>> BEGIN Task data

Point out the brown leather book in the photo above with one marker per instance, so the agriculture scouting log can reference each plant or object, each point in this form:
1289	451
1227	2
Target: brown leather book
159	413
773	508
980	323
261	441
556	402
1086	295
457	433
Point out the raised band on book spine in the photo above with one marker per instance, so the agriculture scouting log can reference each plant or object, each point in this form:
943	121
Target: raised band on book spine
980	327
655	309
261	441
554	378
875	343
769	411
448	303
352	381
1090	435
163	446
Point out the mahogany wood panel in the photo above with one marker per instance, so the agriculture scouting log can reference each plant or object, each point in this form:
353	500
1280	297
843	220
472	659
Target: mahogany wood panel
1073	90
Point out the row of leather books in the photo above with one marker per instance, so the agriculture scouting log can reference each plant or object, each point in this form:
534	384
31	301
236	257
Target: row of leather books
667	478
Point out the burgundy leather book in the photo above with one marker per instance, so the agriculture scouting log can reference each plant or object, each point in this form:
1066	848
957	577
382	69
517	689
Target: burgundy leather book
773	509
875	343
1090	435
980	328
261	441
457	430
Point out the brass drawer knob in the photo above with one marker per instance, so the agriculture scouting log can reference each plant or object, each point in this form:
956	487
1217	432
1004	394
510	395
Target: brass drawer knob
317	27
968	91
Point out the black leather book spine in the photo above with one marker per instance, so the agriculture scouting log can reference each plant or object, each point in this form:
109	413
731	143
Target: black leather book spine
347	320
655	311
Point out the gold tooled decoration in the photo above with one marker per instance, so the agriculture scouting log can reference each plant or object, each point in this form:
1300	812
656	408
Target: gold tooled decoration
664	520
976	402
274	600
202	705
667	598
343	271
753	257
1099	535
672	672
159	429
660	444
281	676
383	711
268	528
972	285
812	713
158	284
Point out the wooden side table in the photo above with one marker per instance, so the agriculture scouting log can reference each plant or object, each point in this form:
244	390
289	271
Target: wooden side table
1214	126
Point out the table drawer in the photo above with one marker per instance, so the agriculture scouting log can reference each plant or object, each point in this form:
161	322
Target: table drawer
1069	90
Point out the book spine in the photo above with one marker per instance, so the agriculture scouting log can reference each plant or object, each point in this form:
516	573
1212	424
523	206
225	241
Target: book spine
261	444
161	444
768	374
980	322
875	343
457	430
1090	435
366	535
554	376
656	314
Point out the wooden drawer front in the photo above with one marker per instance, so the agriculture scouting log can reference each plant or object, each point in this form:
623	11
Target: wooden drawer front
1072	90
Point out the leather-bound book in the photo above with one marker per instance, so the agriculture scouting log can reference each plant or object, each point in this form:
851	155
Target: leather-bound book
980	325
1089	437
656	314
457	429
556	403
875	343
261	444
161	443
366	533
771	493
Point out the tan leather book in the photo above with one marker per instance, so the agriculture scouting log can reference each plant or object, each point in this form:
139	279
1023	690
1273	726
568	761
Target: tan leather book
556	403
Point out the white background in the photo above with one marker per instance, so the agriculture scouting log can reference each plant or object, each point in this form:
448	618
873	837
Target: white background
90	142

>> END Task data
>> BEGIN Task data

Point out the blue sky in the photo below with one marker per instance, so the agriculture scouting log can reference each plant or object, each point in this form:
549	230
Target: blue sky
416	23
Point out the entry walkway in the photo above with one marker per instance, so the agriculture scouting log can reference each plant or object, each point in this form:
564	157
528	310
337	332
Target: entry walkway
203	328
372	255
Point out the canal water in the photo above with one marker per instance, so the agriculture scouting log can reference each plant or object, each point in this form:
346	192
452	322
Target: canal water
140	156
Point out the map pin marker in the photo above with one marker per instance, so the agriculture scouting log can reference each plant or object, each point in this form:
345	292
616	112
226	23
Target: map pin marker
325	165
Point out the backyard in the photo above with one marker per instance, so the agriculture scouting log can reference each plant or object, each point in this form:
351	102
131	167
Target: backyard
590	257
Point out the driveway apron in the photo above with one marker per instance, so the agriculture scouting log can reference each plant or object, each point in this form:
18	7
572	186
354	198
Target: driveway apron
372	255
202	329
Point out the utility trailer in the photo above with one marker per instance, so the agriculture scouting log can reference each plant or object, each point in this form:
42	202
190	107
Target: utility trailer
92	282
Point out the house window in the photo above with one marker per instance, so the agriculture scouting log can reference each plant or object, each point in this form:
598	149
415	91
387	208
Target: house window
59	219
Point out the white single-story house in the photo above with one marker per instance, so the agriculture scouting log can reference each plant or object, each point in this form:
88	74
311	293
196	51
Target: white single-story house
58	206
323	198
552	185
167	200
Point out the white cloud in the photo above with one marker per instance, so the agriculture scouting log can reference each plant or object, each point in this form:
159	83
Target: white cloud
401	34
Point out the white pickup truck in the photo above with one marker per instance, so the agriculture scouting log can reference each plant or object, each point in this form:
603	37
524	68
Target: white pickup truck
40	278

>> END Task data
>> BEGIN Task data

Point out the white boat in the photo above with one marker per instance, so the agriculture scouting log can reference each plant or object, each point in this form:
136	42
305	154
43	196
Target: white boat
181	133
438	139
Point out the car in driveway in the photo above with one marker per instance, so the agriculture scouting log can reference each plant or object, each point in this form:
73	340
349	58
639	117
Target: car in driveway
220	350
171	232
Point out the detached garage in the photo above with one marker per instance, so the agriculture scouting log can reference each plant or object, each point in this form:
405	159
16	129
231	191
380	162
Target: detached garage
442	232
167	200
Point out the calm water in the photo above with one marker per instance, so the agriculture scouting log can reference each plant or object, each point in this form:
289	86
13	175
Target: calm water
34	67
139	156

>> END Task data

→ **Exercise prompt**: Copy out each line in the records above that contains the word "front". Matches must have the same capitalization.

→ **Response for this exercise**:
Point out the wooden drawer front in the photo above with one marker per instance, so the agriculture scouting log can reference each plant or object, each point in this form:
Target: wooden drawer front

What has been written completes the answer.